» Extract
········

By measuring the economy from an input perspective across eight core components of productive capacities, the PCI more fully captures economic potential and highlights key areas for development policy focus. These are natural capital, human capital, energy (electricity), ICTs, structural change, transport, private sector and institutions, which are mapped using 42 indicators.
Stronger productive capacities in these areas can help countries move towards long-term national development goals and achieve international targets like the Sustainable Development Goals.
Paul Akiwumi, UNCTAD’s director for Africa and least developed countries, said “The new generation PCI is a timely contributor to development policymaking. Against the turbulent global economic backdrop, reliable, up-to-date and accurate data can help governments react by focusing on the most pressing development issues.”
The new PCI also helps shape long-term planning. “What we can diagnose and show with the PCI are the underlying factors that are holding back countries from meeting their trade and development potential, such as key infrastructure gaps in transportation, ICT development and energy,” Akiwumi added.

········

[Saved entries]
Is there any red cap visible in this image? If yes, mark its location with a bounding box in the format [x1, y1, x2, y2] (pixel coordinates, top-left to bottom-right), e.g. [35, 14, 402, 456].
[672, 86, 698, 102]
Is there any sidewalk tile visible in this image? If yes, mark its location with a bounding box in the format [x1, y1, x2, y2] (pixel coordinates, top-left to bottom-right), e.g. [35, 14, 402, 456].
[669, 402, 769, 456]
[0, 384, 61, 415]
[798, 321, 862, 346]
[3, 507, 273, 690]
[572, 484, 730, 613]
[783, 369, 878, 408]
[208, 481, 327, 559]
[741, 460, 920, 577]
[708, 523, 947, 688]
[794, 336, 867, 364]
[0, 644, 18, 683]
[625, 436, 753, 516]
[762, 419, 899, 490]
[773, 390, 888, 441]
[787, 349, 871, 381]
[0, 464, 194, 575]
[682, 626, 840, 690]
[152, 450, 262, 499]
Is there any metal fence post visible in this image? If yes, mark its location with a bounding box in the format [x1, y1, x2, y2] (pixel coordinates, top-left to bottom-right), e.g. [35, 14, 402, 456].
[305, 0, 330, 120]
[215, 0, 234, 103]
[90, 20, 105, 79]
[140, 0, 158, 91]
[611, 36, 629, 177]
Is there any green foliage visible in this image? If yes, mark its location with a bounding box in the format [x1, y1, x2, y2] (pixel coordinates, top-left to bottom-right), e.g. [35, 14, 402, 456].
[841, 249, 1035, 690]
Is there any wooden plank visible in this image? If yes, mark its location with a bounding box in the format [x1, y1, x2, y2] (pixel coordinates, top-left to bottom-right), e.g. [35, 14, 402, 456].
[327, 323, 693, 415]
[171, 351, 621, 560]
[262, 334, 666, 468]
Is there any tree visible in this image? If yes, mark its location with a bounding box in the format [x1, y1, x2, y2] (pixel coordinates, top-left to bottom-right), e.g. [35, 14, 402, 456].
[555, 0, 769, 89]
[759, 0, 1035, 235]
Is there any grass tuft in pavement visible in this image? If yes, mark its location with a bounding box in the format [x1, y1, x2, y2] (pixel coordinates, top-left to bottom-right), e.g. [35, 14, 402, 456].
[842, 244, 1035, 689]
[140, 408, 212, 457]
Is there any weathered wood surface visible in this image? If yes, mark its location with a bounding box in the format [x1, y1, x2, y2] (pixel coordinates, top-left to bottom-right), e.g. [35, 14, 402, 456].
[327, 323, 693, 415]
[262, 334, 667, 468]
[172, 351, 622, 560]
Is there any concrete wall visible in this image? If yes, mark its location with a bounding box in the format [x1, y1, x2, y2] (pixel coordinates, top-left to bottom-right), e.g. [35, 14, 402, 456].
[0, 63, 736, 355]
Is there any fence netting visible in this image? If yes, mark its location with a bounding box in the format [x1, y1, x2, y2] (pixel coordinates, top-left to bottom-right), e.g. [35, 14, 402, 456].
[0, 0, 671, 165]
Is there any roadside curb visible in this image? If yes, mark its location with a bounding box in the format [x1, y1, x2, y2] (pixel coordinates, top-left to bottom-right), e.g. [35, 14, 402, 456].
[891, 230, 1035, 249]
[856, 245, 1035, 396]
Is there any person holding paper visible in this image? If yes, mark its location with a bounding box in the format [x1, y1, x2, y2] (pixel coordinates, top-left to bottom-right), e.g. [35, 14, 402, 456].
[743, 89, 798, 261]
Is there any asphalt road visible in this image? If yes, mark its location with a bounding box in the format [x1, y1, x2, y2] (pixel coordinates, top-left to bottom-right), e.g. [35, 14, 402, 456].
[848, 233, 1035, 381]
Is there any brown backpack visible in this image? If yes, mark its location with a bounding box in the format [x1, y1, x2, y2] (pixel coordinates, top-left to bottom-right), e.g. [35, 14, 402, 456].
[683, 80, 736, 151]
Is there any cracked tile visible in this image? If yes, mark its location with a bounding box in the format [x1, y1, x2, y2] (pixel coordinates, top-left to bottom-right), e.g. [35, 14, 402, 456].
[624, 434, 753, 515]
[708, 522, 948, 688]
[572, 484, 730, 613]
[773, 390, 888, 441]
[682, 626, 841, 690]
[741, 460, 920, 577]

········

» Work item
Copy the PCI text starting at "By measuring the" and ending at "using 42 indicators.", and change "economic potential" to "growth potential".

» Solution for this exercise
By measuring the economy from an input perspective across eight core components of productive capacities, the PCI more fully captures growth potential and highlights key areas for development policy focus. These are natural capital, human capital, energy (electricity), ICTs, structural change, transport, private sector and institutions, which are mapped using 42 indicators.